● **TASK STATEMENT**:
How many lines of the listing below contain the string "sleeve", counting only exact-case matches? Reply with the number alone.

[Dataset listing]
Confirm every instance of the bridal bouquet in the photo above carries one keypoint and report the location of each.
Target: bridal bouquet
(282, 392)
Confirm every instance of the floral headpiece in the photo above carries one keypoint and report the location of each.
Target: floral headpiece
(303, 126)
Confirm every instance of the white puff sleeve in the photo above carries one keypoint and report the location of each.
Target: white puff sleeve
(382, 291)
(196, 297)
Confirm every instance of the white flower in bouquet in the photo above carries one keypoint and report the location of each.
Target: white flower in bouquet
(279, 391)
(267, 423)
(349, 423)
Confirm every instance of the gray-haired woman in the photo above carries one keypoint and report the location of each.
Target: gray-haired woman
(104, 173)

--

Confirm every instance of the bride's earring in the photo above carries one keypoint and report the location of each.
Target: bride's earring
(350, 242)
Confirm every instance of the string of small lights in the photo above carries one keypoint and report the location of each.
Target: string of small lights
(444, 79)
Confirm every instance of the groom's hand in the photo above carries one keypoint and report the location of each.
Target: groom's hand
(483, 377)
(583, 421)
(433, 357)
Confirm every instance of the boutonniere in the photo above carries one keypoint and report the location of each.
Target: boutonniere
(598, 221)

● **TASK SOLUTION**:
2